EXERCISE SET:
**a)** According to the Trifectly update post, what prize goes to the top weekly score in the Daily Challenge?
**b)** Write out the stretch of the Trifectly update post from "Big updates on" through "gets some traction.", switching "bug reports" to "error reports".
**c)** Proceed with the Trifectly update post, picking up after its final sentence.

SUPPLIED TEXT:
# # #

Big updates on Trifectly: forums, daily challenge, late re-analysis, new UI, and a bit about where this is heading
First, a sincere thank you to everyone who's been using the site and sending feedback. The DMs, the bug reports, the "have you thought about X" suggestions, all of it has shaped what's in this update. I read every message even when I'm slow to reply.
Here's what's new:
Forums. There's now a place on the site to talk about plays, share angles, argue about pace scenarios, post bad beats. Trying to keep it lightweight. No karma games, no algorithm, just a board. Not trying to replace this reddit sub- more Trifectly specific stuff. Really hoping this gets some traction.
Daily Challenge. A free contest that runs every day. The way it works: I release full analysis on one track every day, free to all users, no credits required. You make your selections, and whoever scores best on the day wins 1 credit added to their account. The top weekly score wins 2 credits. The point is to give people a reason to stay engaged on the slow racing days when cards are thin, and to let new users get a real look at what the analysis actually looks like without spending anything.
Late re-analysis. The analysis now gets re-run twice inside the 30 minutes before post. Late scratches, jockey changes, big tote moves, weather, all of it gets folded back in so what you're looking at five minutes before the gate isn't what was generated six hours ago.

# # #

PROVIDED DATA:
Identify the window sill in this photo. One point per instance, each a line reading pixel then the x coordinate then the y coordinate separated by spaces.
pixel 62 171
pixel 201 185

# # #

ANSWERS GIVEN:
**a)** The top weekly score wins 2 credits.

**b)**
Big updates on Trifectly: forums, daily challenge, late re-analysis, new UI, and a bit about where this is heading
First, a sincere thank you to everyone who's been using the site and sending feedback. The DMs, the error reports, the "have you thought about X" suggestions, all of it has shaped what's in this update. I read every message even when I'm slow to reply.
Here's what's new:
Forums. There's now a place on the site to talk about plays, share angles, argue about pace scenarios, post bad beats. Trying to keep it lightweight. No karma games, no algorithm, just a board. Not trying to replace this reddit sub- more Trifectly specific stuff. Really hoping this gets some traction.

**c)**
Completely revised UI. Smoother, more intuitive, fewer taps to get to what you actually need. Tried to cut clutter without dumbing anything down.
Native iOS app in progress. Building it properly in Swift, not just wrapping the web app. Apple Pencil support is on the list. Being able to mark up a program the way you would on paper is something I've wanted forever.
A few things I want to be upfront about, because I think it matters.
This is a labor of love. I'm not trying to build an empire or chase some unicorn exit. I'm a stats, probabilities, and analysis geek and I genuinely enjoy doing this and improving the system. That's most of the reward for me. I try to be as transparent as I can about how things work, what the model is doing, where it's confident, and where it isn't.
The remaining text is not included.